[Begin Input records]
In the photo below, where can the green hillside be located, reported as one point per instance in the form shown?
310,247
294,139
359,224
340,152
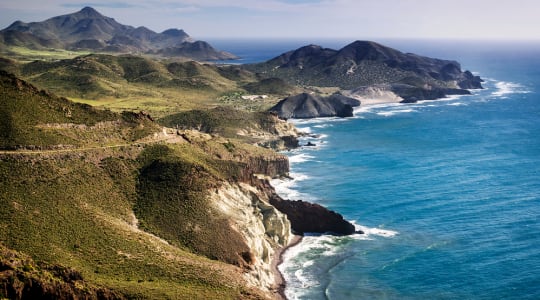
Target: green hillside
128,221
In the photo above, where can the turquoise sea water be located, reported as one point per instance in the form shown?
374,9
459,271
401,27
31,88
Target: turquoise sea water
448,191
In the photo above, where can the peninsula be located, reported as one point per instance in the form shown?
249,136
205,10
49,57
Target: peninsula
132,168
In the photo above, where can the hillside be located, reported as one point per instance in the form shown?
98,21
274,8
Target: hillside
135,83
129,210
364,63
87,29
33,118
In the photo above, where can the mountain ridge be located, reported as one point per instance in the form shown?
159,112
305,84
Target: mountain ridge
366,63
88,29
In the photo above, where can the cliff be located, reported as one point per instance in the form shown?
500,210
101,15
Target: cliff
114,205
365,64
313,106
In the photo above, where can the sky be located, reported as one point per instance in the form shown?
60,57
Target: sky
339,19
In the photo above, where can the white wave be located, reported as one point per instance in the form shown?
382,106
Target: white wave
326,125
298,158
374,231
457,104
394,112
286,188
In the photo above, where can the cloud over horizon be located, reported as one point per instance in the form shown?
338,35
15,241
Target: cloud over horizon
306,18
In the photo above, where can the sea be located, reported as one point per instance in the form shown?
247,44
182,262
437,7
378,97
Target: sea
447,192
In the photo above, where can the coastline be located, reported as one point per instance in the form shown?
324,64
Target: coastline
280,283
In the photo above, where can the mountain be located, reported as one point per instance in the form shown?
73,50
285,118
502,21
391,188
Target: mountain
87,29
313,106
366,63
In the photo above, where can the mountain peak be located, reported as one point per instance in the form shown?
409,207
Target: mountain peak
90,12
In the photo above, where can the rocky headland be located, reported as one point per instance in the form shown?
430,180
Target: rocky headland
306,105
366,71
[End Input records]
* _Problem to work on_
Rescale the stretch from the row containing "In the photo above, where can the mountain peak" through the end of the rows. Repeat every line, multiplying only the answer coordinates by 1.75 and rounding to whole numbers with halves rounded up, and leave the sample coordinates that follow each row's wording unchanged.

* _Full response_
In the photo above, where can the mountain peak be located, reported as one point per instance in the form shown?
409,207
Target: mountain peak
158,21
In the photo above, where can the rocky headland be located, reported as one point per instance in the form shown?
430,180
Target: rocky headland
536,184
641,124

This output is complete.